- _Directions_
Below are some records; quote exactly the lines from the one that contains "Each <instance> block" through the one that contains "box: [21, 212, 37, 223]", inclusive, and no others.

- _Supplied entries_
§ §

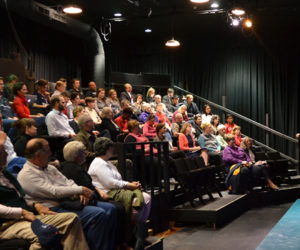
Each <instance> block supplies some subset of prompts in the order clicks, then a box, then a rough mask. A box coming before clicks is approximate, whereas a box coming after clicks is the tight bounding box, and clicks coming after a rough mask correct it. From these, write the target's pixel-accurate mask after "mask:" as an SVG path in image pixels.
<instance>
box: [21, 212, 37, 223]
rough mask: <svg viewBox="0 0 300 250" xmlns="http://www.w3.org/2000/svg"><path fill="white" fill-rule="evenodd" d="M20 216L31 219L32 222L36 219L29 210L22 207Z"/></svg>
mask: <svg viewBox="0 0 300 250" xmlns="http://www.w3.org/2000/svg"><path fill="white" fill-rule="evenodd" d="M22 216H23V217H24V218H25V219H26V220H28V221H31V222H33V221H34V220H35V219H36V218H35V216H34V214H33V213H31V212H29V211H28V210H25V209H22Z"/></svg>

§ §

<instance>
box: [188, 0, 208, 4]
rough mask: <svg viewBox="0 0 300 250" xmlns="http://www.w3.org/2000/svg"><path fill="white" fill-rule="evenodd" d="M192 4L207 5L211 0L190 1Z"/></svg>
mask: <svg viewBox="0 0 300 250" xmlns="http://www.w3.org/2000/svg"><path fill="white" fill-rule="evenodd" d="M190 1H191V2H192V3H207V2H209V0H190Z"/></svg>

§ §

- _Completed exercise_
Each <instance> block supplies some subset of prompts in the order clicks, then a box, then a rough mask. A box coming before clicks is approximate, whereas a box coming after clicks is the tight bounding box, and clicks coming after a rough mask correct it. From these, write the target's pixel-accurate mask after "mask:" as an SVG path in image pixels.
<instance>
box: [21, 212, 37, 223]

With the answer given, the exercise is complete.